Output the part of the data below that opens with the line containing "Find the white jersey" and closes with the line containing "x=221, y=270", both of those lines included, as a numbered list without blank lines. Leave the pictures out of the answer.
** START OF Provided records **
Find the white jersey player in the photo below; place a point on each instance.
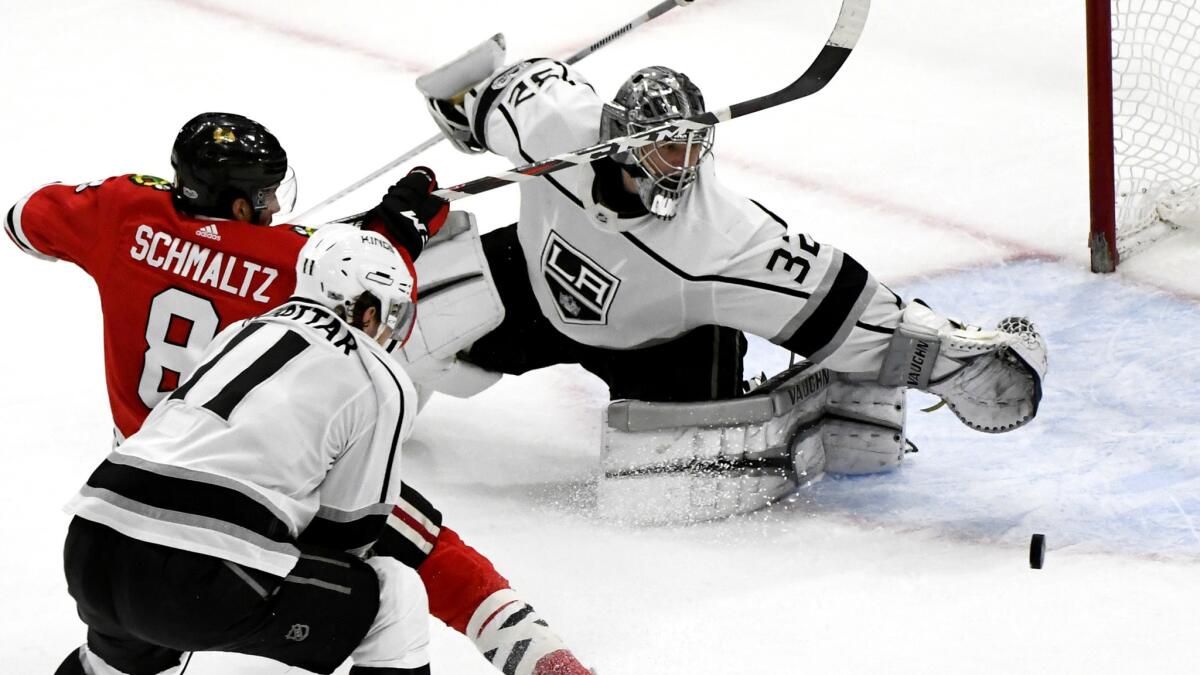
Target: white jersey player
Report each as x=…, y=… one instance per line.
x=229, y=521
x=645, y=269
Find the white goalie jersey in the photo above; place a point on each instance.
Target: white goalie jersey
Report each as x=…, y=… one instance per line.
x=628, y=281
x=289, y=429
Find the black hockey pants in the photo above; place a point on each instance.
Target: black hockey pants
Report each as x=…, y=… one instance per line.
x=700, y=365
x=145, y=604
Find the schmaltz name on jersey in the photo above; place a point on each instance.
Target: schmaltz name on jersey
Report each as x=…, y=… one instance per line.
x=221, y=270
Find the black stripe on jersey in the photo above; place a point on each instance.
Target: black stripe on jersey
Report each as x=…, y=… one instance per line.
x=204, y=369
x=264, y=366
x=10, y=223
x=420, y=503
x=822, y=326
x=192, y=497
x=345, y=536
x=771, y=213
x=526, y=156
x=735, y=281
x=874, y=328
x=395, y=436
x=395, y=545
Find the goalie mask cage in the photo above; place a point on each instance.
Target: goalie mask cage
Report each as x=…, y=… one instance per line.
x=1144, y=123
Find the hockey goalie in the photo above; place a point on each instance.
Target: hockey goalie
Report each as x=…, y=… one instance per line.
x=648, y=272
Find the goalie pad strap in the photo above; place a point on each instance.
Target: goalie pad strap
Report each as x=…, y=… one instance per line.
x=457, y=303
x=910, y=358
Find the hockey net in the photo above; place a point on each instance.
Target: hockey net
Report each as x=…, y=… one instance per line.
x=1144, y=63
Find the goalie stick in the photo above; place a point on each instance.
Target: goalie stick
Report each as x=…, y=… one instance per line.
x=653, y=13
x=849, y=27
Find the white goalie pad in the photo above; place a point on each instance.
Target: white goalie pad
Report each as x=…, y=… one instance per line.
** END OF Provided records **
** START OF Provided records **
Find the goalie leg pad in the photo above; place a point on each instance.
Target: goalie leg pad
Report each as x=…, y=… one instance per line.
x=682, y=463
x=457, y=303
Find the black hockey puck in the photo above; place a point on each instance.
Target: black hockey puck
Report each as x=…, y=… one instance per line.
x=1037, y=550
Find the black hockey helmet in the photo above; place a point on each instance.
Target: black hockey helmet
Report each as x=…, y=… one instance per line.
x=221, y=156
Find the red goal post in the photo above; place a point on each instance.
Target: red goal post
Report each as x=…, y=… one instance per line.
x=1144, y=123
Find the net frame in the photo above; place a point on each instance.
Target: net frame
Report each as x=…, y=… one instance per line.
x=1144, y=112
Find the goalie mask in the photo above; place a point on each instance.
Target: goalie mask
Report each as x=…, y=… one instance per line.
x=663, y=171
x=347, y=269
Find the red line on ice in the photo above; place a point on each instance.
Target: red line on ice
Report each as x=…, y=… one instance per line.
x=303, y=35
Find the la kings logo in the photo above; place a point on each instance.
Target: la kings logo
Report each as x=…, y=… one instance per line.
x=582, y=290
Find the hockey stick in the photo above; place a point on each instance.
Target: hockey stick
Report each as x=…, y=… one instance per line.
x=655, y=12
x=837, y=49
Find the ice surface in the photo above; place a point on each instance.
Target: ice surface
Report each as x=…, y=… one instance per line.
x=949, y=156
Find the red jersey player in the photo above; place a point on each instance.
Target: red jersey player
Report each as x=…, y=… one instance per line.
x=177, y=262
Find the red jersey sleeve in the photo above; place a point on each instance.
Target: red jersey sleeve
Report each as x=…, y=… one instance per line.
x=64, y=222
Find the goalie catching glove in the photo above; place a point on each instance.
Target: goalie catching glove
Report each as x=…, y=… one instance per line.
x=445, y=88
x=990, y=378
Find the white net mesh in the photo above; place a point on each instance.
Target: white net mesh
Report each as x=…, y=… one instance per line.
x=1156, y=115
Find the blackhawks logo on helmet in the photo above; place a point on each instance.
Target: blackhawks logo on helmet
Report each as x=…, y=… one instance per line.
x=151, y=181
** END OF Provided records **
▶ [Complete output]
1. Find the white jersey player in the photo below; place a point on each instance.
2. Target: white jersey player
3. Report each as x=…, y=… one instance per line.
4. x=229, y=521
5. x=645, y=269
6. Find the white goalie jersey in the photo above; place a point on each instance.
7. Target: white goalie jersey
8. Report each as x=…, y=… one instance per line.
9. x=628, y=281
10. x=289, y=429
11. Find the black hockey pants in the photo above; place a point on each instance.
12. Target: black hockey pants
13. Report each as x=…, y=… one instance per line.
14. x=700, y=365
15. x=145, y=604
16. Find the schmaltz name on jersey in the photo above; place a point on each instance.
17. Target: schmaltz name on jersey
18. Report each as x=…, y=… one instance per line.
19. x=221, y=270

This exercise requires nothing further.